===== Data excerpts

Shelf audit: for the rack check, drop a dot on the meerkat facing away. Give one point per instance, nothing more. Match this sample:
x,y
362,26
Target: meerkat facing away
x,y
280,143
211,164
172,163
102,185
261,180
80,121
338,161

==========

▶ **Activity**
Copy the whole of the data above exactly.

▶ **Solution to this exercise**
Shelf audit: for the rack check, drop a dot on the meerkat facing away. Give one point per instance, nothing more. Match this sample:
x,y
362,26
Target: meerkat facing away
x,y
280,143
211,164
172,163
102,185
261,180
80,121
338,161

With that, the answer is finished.